Exercise prompt >> Copy the lines below exactly. No picture goes into the copy.

*** Opening Record extracts ***

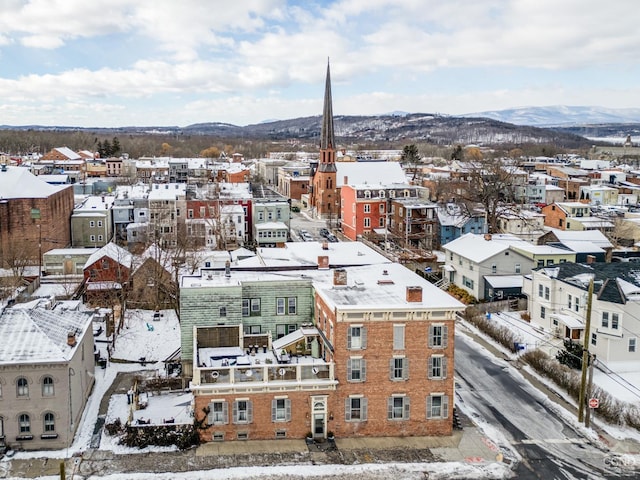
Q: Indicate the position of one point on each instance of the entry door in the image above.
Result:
(318, 425)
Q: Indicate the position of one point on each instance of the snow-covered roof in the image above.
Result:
(371, 173)
(112, 251)
(477, 248)
(39, 335)
(18, 182)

*** Closing Record extracts ***

Exercise answer >>
Q: Indicate the position of one point on each instance of the entry door in the image above.
Result:
(318, 425)
Q: Indicate the position of one point on each instance of the snow-covered roof in the image above.
Result:
(371, 173)
(112, 251)
(477, 248)
(39, 335)
(18, 182)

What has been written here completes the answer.